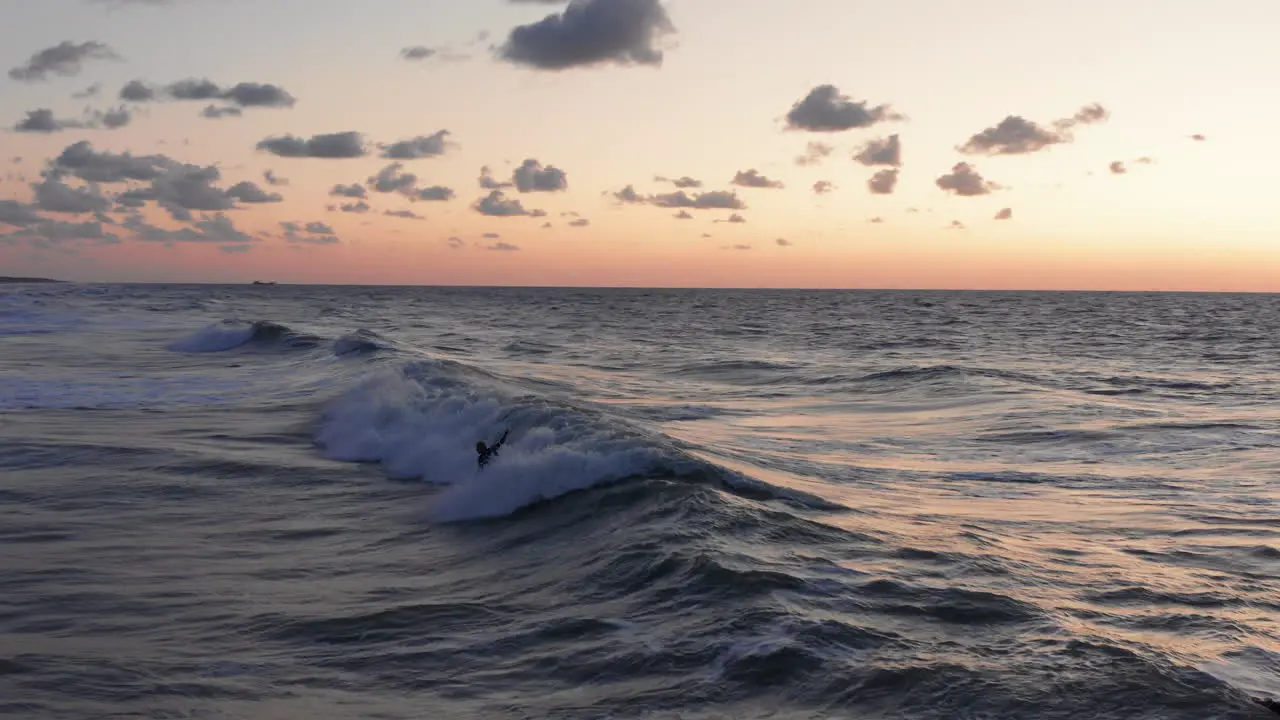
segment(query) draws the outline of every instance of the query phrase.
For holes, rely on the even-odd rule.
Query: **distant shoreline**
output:
[[[61,283],[66,280],[54,280],[52,278],[40,277],[3,277],[0,276],[0,284],[5,283]]]

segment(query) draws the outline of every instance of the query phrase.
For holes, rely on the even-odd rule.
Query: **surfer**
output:
[[[498,454],[498,448],[502,447],[502,444],[507,441],[507,433],[509,432],[511,432],[511,429],[507,428],[507,430],[502,433],[502,437],[498,438],[498,442],[494,443],[493,447],[485,445],[483,440],[476,443],[476,453],[480,456],[476,458],[476,462],[480,464],[481,470],[483,470],[484,466],[488,465],[489,461]]]

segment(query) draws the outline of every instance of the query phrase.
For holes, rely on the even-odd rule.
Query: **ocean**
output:
[[[1280,697],[1276,295],[9,285],[0,478],[6,718]]]

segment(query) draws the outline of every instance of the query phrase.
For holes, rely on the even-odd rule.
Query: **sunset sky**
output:
[[[0,8],[0,275],[1280,291],[1268,0]]]

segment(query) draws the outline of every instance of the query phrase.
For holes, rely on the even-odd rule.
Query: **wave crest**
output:
[[[508,429],[498,456],[480,470],[476,442]],[[523,392],[447,360],[369,377],[325,409],[315,442],[331,459],[379,463],[393,477],[446,486],[431,508],[440,522],[503,517],[639,476],[709,477],[747,497],[817,502],[695,459],[665,436],[599,410]]]
[[[207,325],[181,340],[169,343],[167,349],[182,353],[218,353],[245,345],[312,348],[320,339],[299,333],[286,325],[267,320],[244,322],[223,320]]]
[[[332,459],[381,463],[394,477],[448,486],[432,510],[445,522],[500,517],[575,490],[693,464],[602,414],[503,385],[458,363],[411,362],[339,397],[315,440]],[[481,471],[476,441],[493,442],[507,429],[506,444]]]
[[[372,330],[357,330],[333,341],[333,354],[338,357],[344,355],[368,355],[390,348],[390,343]]]

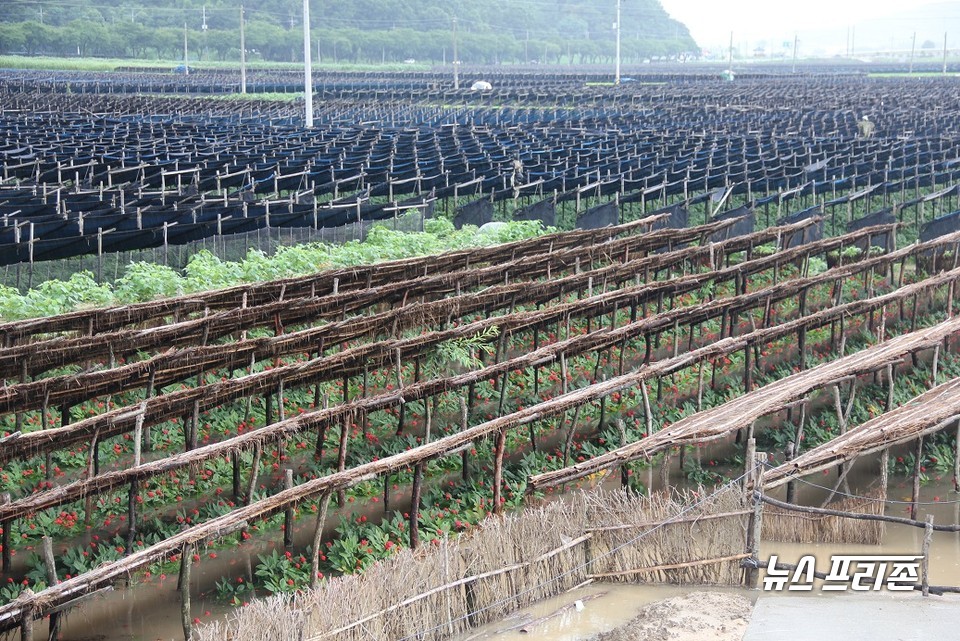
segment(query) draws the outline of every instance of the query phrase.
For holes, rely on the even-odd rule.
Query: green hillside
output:
[[[239,57],[241,0],[0,2],[0,53],[177,58],[184,25],[206,60]],[[248,0],[253,59],[302,57],[302,3]],[[313,51],[323,62],[452,60],[464,64],[601,63],[614,55],[616,0],[311,0]],[[636,61],[696,50],[659,0],[623,0],[622,55]],[[206,29],[204,29],[204,24]]]

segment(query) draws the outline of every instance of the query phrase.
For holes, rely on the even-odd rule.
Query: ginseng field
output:
[[[0,629],[179,573],[190,637],[194,565],[194,597],[300,592],[564,487],[716,483],[751,439],[771,489],[918,438],[955,473],[951,78],[331,75],[307,130],[197,95],[229,77],[35,76],[0,75],[5,264],[407,212],[551,229],[0,323]]]

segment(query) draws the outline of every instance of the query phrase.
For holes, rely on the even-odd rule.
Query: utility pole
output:
[[[247,43],[243,35],[243,5],[240,5],[240,93],[247,93]]]
[[[613,84],[620,84],[620,0],[617,0],[617,73],[613,77]]]
[[[730,49],[727,51],[727,69],[733,69],[733,32],[730,32]]]
[[[793,34],[793,73],[797,73],[797,45],[800,43],[797,34]]]
[[[850,27],[850,57],[855,58],[857,55],[857,28]]]
[[[183,75],[190,75],[190,63],[187,61],[187,23],[183,23]]]
[[[913,55],[917,51],[917,32],[913,32],[913,44],[910,45],[910,73],[913,73]]]
[[[313,63],[310,60],[310,0],[303,0],[303,124],[313,127]]]
[[[200,49],[200,59],[207,57],[207,5],[203,5],[203,24],[200,25],[200,31],[203,32],[203,46]]]
[[[460,59],[457,56],[457,19],[453,19],[453,88],[460,88]]]
[[[943,75],[947,75],[947,32],[943,32]]]

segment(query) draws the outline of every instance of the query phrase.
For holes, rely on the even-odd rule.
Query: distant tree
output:
[[[221,62],[240,58],[240,31],[215,29],[207,31],[207,47],[213,51]]]
[[[156,51],[157,58],[180,58],[183,55],[183,35],[179,29],[162,28],[148,32],[148,47]]]
[[[49,25],[31,20],[22,23],[22,28],[24,46],[27,49],[27,54],[31,56],[49,51],[56,44],[57,31]]]
[[[21,52],[26,46],[27,36],[22,24],[0,23],[0,51]]]
[[[29,53],[179,58],[183,26],[190,49],[234,58],[239,6],[244,0],[71,0],[40,4],[0,0],[0,50]],[[245,0],[248,49],[267,60],[301,58],[299,5],[291,0]],[[9,7],[6,5],[10,5]],[[320,58],[326,61],[452,59],[452,20],[457,18],[466,64],[539,60],[607,60],[614,40],[614,0],[311,0]],[[204,7],[208,30],[200,37]],[[291,25],[291,22],[293,23]],[[673,55],[697,45],[659,0],[623,3],[627,56]],[[89,27],[86,31],[81,25]],[[95,25],[99,25],[96,27]],[[96,38],[93,37],[96,34]],[[627,46],[628,40],[642,45]],[[923,45],[927,48],[928,43]],[[630,53],[627,53],[629,50]],[[648,53],[644,54],[644,50]]]
[[[290,44],[297,41],[302,32],[293,33],[278,25],[263,20],[251,20],[246,27],[247,49],[255,49],[266,60],[284,60],[290,54]]]
[[[63,35],[70,49],[76,47],[78,55],[93,56],[103,53],[109,32],[100,22],[74,20],[64,27]]]

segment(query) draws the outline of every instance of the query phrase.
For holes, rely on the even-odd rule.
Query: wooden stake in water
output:
[[[923,531],[923,559],[920,562],[920,585],[923,596],[930,596],[930,543],[933,540],[933,515],[927,515]]]
[[[180,622],[183,624],[184,641],[193,639],[193,618],[190,616],[190,567],[193,564],[193,552],[184,545],[180,555]]]

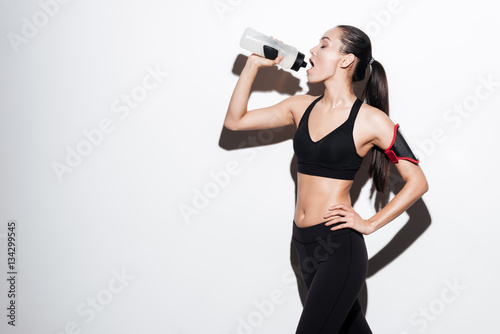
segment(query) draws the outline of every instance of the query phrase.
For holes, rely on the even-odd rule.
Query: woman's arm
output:
[[[331,230],[350,227],[363,234],[371,234],[405,212],[427,192],[429,185],[419,166],[413,165],[409,161],[400,160],[396,163],[396,168],[405,181],[405,185],[385,207],[365,220],[352,207],[344,204],[332,205],[324,218],[333,217],[333,219],[325,225],[344,222],[345,224],[334,226]]]
[[[371,128],[374,131],[371,144],[385,150],[392,142],[394,123],[386,115],[380,113],[374,114],[371,122]],[[324,218],[333,217],[333,219],[325,225],[345,222],[345,224],[333,227],[332,230],[350,227],[363,234],[370,234],[405,212],[427,192],[429,185],[419,165],[410,161],[399,160],[395,163],[395,166],[405,185],[384,208],[365,220],[352,207],[344,204],[333,205],[324,216]]]
[[[420,166],[405,160],[400,160],[395,165],[405,185],[385,207],[368,219],[372,232],[401,215],[429,190]]]
[[[293,97],[289,97],[271,107],[247,111],[250,90],[259,68],[276,65],[281,59],[280,56],[275,60],[270,60],[255,54],[248,57],[229,101],[224,120],[226,128],[235,131],[258,130],[294,124],[291,112]]]

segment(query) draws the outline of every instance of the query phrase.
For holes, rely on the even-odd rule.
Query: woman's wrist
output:
[[[259,71],[260,66],[257,63],[255,63],[254,61],[252,61],[251,58],[248,58],[248,60],[245,64],[245,68],[250,72],[256,73]]]
[[[378,230],[380,226],[380,222],[376,220],[375,216],[372,216],[371,218],[368,218],[366,220],[366,223],[368,224],[368,227],[370,229],[370,234]]]

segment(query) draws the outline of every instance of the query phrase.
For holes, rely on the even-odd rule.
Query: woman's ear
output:
[[[352,53],[349,53],[345,56],[342,57],[342,60],[340,61],[340,67],[342,68],[347,68],[351,64],[354,63],[355,57]]]

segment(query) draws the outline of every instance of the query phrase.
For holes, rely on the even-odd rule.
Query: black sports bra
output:
[[[309,134],[309,114],[323,95],[314,100],[302,115],[293,137],[298,171],[303,174],[353,180],[363,158],[356,152],[352,130],[363,101],[356,99],[349,118],[335,130],[314,142]]]

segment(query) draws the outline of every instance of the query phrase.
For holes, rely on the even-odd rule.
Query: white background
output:
[[[57,4],[0,2],[2,333],[294,333],[302,304],[290,132],[236,133],[223,120],[248,55],[239,47],[246,27],[309,58],[337,24],[370,35],[391,118],[430,183],[415,233],[399,238],[400,255],[385,248],[387,265],[367,279],[373,332],[499,328],[496,2]],[[309,89],[303,69],[259,75],[249,108]],[[368,218],[370,183],[359,189],[354,206]],[[365,238],[370,257],[409,217]],[[6,310],[11,220],[15,328]]]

########

- **Brief**: Copy out each line of the listing where the string "distant" appears.

- **Exercise result**:
Query: **distant shoreline**
Query: distant tree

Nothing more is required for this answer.